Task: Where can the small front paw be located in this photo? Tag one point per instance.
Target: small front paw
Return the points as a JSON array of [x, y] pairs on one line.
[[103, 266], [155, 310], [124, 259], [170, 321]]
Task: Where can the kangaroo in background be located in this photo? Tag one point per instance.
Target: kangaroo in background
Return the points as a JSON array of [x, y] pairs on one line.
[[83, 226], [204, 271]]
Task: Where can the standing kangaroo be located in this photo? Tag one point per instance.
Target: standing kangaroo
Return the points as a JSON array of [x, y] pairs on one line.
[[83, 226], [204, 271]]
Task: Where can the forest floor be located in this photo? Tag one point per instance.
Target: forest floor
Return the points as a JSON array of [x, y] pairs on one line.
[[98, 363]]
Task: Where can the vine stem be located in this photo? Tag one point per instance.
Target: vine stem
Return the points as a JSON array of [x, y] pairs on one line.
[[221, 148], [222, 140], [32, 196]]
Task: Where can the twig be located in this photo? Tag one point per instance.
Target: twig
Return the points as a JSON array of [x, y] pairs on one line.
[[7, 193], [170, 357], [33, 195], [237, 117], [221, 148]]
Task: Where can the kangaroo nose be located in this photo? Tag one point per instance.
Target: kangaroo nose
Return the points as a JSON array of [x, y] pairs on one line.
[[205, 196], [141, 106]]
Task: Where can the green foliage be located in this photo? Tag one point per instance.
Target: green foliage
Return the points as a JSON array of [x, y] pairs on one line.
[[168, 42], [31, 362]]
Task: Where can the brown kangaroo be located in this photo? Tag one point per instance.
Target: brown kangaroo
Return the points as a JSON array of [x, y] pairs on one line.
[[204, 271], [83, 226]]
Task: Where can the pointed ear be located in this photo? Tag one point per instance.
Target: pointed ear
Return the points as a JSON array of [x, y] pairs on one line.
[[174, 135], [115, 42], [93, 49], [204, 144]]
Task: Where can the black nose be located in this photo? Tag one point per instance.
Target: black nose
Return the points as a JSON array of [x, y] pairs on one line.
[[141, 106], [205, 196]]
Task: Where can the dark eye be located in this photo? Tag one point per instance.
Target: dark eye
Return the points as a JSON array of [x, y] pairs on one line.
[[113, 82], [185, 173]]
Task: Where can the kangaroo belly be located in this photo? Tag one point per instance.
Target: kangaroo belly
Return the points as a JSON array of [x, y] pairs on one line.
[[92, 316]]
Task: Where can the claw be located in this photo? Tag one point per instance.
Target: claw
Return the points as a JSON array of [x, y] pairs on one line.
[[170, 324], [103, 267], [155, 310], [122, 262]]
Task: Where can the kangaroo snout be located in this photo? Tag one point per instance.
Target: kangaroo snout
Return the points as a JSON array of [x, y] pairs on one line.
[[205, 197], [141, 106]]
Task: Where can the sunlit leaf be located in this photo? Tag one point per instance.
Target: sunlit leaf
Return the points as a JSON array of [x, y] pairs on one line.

════════

Activity.
Report each line of the material in which the string "brown" occurs.

Expected output.
Task: Where can the brown kangaroo be located in this photo? Tag one point per instance.
Target: brown kangaroo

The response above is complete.